◆ Extract ◆
Should we look for the value of the Abercrombie brand in its reputation? The company has been boycotted by Focus on the Family, Concerned Women for America, Women and Girls Foundation, National Coalition for the Protection of Children & Families, Asian-Americans, high school students, college students, parents, and more internet groups than could be listed in one blog.
Abercrombie & Fitch has also been sued for racial discrimination, harassment, and reportedly running sweat shops. It has angered and offended African-Americans, Latinos, Asians, Muslims, Christians, gymnasts, people with disabilities, West Virginians, an Ohio children's hospital, and even its own shareholders.
The brand is closely associated with sexual exploitation, racial discrimination, offensive t-shirts, shirtless store greeters, soft-porn catalogues, high prices, and low value. It is sometimes referred to as Abercostly & Fitch, and Abercrombie & Glitch.
The Abercrombie & Fitch brand most definitely has a reputation. It's generally not considered to be a positive reputation, but surprisingly, there may be brand value in its aggressively antagonistic image. Its callous condescending cool may actually match the values of its core customers. Bullies from the upper social strata who enjoy domination by intimidation come to mind. Even "mean girls" (and guys) have to wear clothes. And they're certainly not going to buy them from Target.
Most experts agree that the value of a brand is intangible, measured primarily in how it makes customers feel when they associate themselves with it. If this is true, then we can be fairly certain where the value of the Abercrombie & Fitch brand can definitely be found - in the mind of Mike Jeffries.
The 65 year-old bronzed, buff, and bleached CEO has never made it a secret that he wants to cater exclusively to the cool clique in every high school. Jeffries, then, because of his rank in the organization, gets to be the King of Cool.
So, when Jeffries stubbornly stuck to his we're-too-cool-for-discounts policy, was he staunchly protecting the status of the Abercrombie brand, or his own? Is it really that Jeffries is so afraid that people won't be excited about the brand any more, or that people won't be excited about him?

◆ Exercise requirements ◆
• 1. Please condense the paragraph in the Abercrombie & Fitch post that begins "Abercrombie & Fitch has also been sued" into a short bulleted list that keeps its main facts.
• 2. According to the Abercrombie & Fitch post, why might the brand's aggressively antagonistic image still hold value? Answer in one to three sentences.
• 3. Write the next paragraph of the Abercrombie & Fitch post, picking up after its closing question about whether people will stay excited about Jeffries.

◆ Data ◆
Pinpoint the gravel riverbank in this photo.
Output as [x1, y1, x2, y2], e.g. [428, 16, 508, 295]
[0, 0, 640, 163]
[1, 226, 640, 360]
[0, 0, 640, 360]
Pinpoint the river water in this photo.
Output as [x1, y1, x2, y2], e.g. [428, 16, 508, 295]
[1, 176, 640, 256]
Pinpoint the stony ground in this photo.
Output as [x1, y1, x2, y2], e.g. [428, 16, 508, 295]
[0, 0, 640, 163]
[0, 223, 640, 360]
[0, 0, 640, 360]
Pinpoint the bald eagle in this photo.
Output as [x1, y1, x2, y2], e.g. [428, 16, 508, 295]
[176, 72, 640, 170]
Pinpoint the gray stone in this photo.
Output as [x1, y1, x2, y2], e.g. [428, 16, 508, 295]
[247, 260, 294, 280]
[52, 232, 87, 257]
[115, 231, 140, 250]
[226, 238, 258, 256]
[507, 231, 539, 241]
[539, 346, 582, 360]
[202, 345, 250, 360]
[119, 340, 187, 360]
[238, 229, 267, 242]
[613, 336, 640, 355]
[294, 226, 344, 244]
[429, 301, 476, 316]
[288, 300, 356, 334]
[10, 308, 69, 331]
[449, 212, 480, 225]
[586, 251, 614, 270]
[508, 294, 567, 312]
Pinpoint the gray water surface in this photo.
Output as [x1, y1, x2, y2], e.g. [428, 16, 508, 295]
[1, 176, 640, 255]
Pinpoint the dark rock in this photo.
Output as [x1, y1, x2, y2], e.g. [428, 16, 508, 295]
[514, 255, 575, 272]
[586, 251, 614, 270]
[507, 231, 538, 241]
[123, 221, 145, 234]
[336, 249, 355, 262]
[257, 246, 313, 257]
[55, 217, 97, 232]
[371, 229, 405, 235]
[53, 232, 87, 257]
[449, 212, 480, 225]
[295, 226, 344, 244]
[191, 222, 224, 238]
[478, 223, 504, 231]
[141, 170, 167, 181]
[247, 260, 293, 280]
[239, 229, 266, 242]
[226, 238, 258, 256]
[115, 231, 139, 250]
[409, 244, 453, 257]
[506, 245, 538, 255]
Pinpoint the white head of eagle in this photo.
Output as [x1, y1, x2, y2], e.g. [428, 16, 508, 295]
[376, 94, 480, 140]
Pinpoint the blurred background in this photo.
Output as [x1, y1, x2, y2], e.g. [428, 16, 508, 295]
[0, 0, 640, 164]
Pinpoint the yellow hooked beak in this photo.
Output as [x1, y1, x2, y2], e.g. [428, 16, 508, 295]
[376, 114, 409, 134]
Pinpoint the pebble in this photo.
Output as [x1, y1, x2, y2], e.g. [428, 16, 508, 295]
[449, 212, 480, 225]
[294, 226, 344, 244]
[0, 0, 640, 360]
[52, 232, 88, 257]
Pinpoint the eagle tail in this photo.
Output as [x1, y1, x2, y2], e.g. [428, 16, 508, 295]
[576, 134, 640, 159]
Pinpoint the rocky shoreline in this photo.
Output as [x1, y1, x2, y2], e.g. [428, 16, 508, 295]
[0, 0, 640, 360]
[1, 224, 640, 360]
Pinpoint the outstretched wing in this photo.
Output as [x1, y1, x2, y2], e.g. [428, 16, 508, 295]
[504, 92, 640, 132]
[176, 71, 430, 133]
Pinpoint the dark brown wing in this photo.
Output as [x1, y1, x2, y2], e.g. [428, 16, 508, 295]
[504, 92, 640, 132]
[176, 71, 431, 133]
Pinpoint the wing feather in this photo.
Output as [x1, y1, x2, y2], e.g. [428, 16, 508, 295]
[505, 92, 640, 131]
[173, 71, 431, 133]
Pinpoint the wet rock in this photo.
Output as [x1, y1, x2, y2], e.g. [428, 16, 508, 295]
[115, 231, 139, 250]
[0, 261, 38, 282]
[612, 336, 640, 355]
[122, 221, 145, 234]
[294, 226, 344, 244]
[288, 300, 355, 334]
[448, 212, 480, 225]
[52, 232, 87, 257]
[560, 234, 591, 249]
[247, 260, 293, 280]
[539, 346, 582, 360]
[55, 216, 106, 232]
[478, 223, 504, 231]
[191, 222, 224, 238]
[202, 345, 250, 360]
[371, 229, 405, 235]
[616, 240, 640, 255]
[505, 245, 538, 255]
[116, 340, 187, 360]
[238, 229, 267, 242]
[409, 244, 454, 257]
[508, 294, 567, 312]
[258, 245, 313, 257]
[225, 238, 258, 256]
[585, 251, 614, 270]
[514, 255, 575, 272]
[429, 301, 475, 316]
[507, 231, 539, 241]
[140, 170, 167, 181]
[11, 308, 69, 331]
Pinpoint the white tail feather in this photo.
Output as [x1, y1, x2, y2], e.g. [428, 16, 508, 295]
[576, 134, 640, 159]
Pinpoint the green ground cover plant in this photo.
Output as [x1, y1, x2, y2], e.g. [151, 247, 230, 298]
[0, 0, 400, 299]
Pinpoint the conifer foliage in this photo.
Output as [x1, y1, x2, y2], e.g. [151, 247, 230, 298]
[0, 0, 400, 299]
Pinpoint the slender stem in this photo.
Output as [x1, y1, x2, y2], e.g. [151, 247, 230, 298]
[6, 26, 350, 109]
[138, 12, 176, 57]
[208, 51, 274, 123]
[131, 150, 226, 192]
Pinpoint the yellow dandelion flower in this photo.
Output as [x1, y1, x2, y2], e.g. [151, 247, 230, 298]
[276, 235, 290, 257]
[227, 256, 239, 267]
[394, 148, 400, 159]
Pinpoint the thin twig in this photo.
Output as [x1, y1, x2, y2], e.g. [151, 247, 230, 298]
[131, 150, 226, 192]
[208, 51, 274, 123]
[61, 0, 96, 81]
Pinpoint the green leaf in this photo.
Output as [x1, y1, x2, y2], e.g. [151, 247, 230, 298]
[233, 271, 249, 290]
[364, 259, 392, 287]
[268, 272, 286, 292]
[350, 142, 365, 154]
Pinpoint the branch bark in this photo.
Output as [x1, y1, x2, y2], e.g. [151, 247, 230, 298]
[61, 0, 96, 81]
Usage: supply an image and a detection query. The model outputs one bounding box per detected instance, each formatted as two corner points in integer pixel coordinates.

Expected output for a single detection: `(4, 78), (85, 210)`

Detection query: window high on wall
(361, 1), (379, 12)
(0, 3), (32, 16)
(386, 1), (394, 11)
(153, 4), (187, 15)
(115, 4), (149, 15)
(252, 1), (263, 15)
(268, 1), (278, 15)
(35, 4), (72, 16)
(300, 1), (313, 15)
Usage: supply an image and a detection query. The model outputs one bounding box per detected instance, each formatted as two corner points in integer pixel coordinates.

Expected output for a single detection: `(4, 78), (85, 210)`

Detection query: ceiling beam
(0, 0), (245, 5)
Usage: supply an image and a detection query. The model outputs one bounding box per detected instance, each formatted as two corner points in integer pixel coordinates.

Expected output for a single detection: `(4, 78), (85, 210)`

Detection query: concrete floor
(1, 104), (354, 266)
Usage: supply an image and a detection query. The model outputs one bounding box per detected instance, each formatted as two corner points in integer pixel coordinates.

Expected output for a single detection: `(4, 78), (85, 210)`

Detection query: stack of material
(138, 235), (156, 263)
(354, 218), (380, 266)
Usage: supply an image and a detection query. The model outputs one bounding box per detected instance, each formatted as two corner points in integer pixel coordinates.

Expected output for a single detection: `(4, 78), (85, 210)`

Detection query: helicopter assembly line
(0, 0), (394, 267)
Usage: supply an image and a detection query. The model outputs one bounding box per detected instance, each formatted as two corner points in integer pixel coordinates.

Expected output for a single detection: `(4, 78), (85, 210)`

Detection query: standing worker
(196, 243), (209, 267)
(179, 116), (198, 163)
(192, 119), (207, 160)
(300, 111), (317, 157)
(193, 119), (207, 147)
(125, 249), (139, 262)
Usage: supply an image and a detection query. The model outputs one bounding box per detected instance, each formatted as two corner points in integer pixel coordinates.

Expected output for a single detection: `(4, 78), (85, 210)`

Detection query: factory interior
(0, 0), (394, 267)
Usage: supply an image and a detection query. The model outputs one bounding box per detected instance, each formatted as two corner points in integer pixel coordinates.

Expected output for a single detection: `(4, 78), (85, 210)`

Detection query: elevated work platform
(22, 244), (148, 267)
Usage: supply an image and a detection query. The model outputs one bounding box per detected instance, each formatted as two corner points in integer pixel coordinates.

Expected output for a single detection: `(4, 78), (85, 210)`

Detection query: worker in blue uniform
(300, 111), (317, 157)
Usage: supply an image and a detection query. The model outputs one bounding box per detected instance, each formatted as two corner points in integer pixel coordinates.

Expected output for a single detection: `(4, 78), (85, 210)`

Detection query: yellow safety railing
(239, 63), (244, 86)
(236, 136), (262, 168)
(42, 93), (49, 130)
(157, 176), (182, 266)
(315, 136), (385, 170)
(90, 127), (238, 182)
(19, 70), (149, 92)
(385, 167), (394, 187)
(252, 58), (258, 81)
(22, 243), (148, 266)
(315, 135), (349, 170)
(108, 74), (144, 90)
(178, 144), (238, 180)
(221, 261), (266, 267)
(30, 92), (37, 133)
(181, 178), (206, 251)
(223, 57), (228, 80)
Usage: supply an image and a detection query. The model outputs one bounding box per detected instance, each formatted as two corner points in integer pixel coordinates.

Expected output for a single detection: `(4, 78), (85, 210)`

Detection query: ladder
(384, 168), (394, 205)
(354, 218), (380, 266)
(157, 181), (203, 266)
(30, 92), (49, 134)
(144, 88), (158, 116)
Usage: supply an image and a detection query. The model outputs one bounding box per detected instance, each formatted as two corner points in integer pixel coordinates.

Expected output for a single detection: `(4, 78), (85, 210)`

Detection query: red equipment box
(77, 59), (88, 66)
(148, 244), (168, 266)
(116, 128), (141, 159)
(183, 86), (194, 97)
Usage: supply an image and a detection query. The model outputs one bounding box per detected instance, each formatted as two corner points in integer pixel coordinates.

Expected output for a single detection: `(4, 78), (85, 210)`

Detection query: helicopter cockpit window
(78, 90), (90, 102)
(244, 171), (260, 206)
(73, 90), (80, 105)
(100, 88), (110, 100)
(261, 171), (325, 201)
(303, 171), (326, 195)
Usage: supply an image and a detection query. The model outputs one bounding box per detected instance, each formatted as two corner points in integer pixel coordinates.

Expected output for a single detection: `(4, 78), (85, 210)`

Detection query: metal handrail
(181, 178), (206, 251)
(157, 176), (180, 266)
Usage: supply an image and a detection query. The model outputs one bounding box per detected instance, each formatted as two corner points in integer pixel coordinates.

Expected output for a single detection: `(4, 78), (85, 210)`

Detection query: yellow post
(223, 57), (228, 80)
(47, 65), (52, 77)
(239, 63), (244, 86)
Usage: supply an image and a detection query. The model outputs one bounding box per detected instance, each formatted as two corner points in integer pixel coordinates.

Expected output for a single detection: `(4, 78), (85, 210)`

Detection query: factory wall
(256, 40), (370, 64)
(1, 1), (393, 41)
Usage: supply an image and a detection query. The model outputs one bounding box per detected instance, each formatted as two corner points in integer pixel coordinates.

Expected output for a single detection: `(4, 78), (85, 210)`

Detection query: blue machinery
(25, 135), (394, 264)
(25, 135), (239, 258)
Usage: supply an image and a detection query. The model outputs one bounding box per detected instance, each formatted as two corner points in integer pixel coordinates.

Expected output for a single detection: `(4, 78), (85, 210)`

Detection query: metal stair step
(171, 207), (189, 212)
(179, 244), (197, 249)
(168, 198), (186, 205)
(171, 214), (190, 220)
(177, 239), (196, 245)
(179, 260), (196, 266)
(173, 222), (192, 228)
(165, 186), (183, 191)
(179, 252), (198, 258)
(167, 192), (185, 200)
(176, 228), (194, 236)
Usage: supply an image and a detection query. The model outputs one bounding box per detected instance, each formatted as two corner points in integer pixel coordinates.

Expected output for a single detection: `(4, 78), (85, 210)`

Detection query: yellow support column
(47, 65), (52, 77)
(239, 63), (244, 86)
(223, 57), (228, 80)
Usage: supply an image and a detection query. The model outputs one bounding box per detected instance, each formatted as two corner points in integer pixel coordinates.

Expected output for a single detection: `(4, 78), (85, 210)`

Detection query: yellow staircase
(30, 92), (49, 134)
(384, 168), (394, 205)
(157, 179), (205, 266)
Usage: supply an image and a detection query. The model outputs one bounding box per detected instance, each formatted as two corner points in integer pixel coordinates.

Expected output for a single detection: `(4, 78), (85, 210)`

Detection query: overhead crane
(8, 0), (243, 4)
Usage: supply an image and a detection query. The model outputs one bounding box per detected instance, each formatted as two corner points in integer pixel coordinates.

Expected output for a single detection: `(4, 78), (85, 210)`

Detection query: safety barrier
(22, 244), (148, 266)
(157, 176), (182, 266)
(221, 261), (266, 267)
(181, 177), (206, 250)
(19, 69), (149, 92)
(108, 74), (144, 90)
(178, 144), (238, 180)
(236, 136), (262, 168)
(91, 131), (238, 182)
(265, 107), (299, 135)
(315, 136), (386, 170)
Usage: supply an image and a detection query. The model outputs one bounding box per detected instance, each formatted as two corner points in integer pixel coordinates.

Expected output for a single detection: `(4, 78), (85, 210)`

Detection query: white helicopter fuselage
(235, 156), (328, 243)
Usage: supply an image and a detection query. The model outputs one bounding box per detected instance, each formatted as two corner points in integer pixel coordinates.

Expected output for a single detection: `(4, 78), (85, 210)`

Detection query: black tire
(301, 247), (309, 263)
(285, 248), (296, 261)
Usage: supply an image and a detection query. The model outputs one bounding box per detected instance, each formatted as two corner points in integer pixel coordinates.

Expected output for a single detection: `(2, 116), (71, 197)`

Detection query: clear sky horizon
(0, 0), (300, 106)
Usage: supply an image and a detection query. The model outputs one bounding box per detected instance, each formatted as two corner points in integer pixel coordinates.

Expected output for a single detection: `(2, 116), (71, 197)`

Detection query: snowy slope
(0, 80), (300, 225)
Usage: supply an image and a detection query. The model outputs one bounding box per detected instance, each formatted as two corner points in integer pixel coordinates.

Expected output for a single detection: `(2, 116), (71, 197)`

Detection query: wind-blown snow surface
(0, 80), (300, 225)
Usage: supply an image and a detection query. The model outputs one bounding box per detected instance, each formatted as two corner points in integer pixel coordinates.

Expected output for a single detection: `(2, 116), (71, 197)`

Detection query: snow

◆ Outputs for the tasks ◆
• 1.
- Sued for racial discrimination and harassment, and reportedly for running sweatshops
- Angered or offended African-Americans, Latinos, Asians, Muslims, Christians, gymnasts, people with disabilities, West Virginians, an Ohio children's hospital, and its own shareholders

• 2. Its callous, condescending cool may match the values of its core customers. The post gives upper-class bullies who dominate by intimidation and "mean girls" (and guys) as examples of those customers.

• 3.
Jeffries might have been too busy counting his $72 million CEO compensation package last year to notice that nobody's particularly excited about either him or his brand these days. Americans aren't doing all that much aspiring, sex doesn't always sell, and conspicuous consumption isn't cool right now. In case you hadn't noticed.
So after spending a critical year stubbornly trying to prove that his brand was so superior to the rest of the U.S. retail industry that it wouldn't be subject to anything as mundane as global recession, Jeffries has become one of the plebian discounters. Welcome to the lame table in the cafeteria.
Abercrombie can return to protecting the fabricated value of its aspirational brand at any time it chooses, as long as it is willing to accept 2000 stock prices, 2005 sales figures, and 30% fewer subjects in their kingdom of exclusivity. Apparently that's the going price for cool these days.
Much like the teen customers who were abandoned in the past year, though, Jeffries may find that even though he's willing to pay the price that will keep him feeling superior, he can't actually afford it any more.
Jeffries said in an interview in 2006, "Are we exclusionary? Absolutely. Those companies that are in trouble are trying to target everybody: Young, old, fat, skinny. But then you become totally vanilla. You don't alienate anybody, but you don't excite anybody either."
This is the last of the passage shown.